Copy every line of the records below that contains the word "florets".

[BEGIN Dataset records]

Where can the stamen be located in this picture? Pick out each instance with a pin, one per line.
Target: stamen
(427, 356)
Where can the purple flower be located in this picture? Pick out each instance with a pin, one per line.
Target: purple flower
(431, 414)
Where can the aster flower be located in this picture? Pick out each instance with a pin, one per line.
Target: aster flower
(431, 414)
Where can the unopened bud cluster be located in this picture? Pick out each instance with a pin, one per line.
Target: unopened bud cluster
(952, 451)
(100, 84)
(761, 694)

[END Dataset records]
[BEGIN Dataset records]

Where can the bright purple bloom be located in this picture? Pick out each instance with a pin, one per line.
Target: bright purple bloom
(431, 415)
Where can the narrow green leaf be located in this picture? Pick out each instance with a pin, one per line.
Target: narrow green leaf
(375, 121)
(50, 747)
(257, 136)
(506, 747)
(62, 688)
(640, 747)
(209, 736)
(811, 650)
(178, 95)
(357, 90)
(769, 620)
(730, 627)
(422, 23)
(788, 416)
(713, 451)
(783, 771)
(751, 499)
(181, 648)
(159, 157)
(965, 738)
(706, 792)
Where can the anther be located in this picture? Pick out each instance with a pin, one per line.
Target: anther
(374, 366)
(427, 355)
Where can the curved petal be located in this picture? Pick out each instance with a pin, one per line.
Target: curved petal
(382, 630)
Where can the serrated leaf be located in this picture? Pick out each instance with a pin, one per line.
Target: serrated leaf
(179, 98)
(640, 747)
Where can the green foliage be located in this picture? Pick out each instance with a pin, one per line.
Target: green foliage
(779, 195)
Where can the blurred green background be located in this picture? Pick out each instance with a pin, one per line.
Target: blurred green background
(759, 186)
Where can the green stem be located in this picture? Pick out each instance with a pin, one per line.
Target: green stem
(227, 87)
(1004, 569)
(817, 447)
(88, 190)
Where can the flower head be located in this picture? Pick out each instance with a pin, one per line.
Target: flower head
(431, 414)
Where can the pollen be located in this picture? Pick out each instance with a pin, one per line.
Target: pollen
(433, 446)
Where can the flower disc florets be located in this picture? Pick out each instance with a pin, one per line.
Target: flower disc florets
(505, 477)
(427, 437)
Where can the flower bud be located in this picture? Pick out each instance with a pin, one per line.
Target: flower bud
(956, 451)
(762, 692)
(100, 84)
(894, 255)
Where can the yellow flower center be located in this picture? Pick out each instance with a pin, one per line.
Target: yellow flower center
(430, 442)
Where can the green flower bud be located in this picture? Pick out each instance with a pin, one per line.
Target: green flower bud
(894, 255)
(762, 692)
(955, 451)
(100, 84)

[END Dataset records]

## Answer to this task
Where can the flower disc florets be located in this picture? Pick out each instance with a pin, one per line.
Target: flower disc florets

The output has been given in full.